***** Task input

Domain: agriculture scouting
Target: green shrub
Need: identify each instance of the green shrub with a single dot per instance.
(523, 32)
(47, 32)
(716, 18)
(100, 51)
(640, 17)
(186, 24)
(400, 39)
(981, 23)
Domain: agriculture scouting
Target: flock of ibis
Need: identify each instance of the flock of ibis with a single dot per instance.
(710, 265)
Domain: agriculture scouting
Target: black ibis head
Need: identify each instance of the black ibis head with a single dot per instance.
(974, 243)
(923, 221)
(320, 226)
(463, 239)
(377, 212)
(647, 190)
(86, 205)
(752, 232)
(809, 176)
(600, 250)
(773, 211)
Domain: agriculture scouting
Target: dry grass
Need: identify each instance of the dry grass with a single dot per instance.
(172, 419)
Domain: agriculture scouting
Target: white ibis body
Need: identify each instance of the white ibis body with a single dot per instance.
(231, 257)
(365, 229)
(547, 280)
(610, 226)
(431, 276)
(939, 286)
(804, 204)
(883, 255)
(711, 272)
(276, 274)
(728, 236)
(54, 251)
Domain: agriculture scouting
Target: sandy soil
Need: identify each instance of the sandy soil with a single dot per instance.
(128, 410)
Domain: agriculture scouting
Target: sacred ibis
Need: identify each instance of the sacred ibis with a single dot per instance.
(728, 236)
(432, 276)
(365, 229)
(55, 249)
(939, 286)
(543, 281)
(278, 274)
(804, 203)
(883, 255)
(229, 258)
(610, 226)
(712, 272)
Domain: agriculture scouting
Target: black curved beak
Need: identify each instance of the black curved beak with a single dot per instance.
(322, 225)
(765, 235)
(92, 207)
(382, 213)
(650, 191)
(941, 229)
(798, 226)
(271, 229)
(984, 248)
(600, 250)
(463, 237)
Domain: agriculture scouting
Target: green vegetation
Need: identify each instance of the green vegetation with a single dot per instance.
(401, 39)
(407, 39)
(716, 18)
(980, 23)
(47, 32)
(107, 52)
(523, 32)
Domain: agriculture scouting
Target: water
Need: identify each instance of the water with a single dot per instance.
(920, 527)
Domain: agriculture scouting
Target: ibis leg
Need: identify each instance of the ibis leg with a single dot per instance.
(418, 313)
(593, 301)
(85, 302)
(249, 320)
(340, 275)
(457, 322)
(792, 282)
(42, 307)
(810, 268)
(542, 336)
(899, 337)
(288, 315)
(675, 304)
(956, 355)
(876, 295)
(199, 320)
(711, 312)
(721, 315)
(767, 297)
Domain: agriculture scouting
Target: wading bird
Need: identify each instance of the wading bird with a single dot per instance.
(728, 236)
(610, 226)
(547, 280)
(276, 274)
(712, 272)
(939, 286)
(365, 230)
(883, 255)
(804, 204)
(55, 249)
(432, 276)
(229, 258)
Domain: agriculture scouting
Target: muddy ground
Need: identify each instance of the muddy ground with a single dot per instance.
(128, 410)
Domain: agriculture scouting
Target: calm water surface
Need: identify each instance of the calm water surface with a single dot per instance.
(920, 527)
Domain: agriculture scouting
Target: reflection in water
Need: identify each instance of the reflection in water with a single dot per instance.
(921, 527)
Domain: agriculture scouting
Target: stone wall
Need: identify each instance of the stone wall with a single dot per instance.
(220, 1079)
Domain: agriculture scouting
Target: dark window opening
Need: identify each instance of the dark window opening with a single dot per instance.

**********

» **Brief**: Take the entries above and transcribe them exactly.

» **Full answer**:
Domain: agriculture scouting
Target: green shrub
Need: identify each instance of the green shrub with a single dot per instance.
(523, 32)
(47, 32)
(716, 18)
(100, 51)
(640, 17)
(186, 24)
(400, 39)
(981, 23)
Domain: agriculture scouting
Target: flock of ibis
Need: identify each instance of the flock of ibis with a single dot per instance.
(710, 265)
Domain: agriculture scouting
Target: black ibis head
Need: identify each instance of the black ibis head with a single dot per instance.
(974, 243)
(923, 221)
(320, 226)
(463, 239)
(377, 212)
(647, 190)
(86, 205)
(752, 232)
(809, 176)
(600, 250)
(773, 211)
Domain: agriculture scouting
Target: dry grass
Need: identify each instance of the dry grass with a single dot per instance.
(172, 419)
Domain: agriculture scouting
Target: white ibis body
Need: identify each instance of the white ibis body with a single dot per instance.
(231, 257)
(365, 229)
(547, 280)
(610, 226)
(431, 276)
(939, 286)
(804, 204)
(883, 255)
(711, 272)
(276, 274)
(728, 236)
(54, 251)
Domain: agriculture scouting
Target: sandy soil
Need: identify each instance of the sandy soil with a single dot per instance.
(128, 410)
Domain: agriculture scouting
Target: sacred ibis
Need: identify each instance of the sacred ibis with a single dot per instance.
(728, 236)
(432, 276)
(365, 229)
(55, 249)
(939, 286)
(543, 281)
(278, 274)
(804, 203)
(883, 255)
(229, 258)
(610, 226)
(712, 272)
Domain: agriculture scouting
Target: black curved beak
Need: identify each instance of the black curved beak with a single dot per instance.
(322, 225)
(765, 235)
(92, 207)
(382, 213)
(650, 191)
(941, 229)
(798, 226)
(271, 229)
(984, 248)
(600, 250)
(463, 237)
Domain: agriculture scouting
Target: green vegetation
Need: identify each instance of the green vegetation with a single dot per instance.
(401, 39)
(407, 39)
(716, 18)
(980, 23)
(47, 32)
(107, 52)
(523, 32)
Domain: agriculture scouting
Target: water
Need: identify each instance of the water with a single dot per instance.
(920, 527)
Domain: agriculture scouting
Target: ibis leg
Need: identify each instance of the ibis leg with a single dot per instance.
(418, 313)
(593, 301)
(85, 302)
(249, 320)
(340, 275)
(457, 322)
(792, 282)
(42, 307)
(810, 268)
(542, 336)
(899, 337)
(288, 315)
(675, 304)
(956, 355)
(876, 295)
(199, 320)
(711, 312)
(721, 315)
(767, 297)
Domain: agriculture scouting
Target: wading bird
Need: identify each instance of the wading bird with a single dot per instance.
(728, 236)
(610, 226)
(547, 280)
(276, 274)
(712, 272)
(939, 286)
(365, 230)
(883, 255)
(804, 204)
(55, 249)
(432, 276)
(229, 258)
Domain: agriculture scouting
Target: muddy ground
Need: identify each instance of the muddy ground with a single dot per instance.
(128, 410)
Domain: agriculture scouting
Target: calm water surface
Need: identify each instance of the calm water surface with a single dot per instance.
(920, 527)
Domain: agriculture scouting
Target: reflection in water
Need: identify each instance of the reflection in water with a single dot per instance.
(921, 527)
Domain: agriculture scouting
Target: stone wall
Need: identify each instance of the stone wall with a single dot per instance.
(220, 1079)
Domain: agriculture scouting
Target: dark window opening
Need: identify each instance of the dark window opening with a single dot per instance.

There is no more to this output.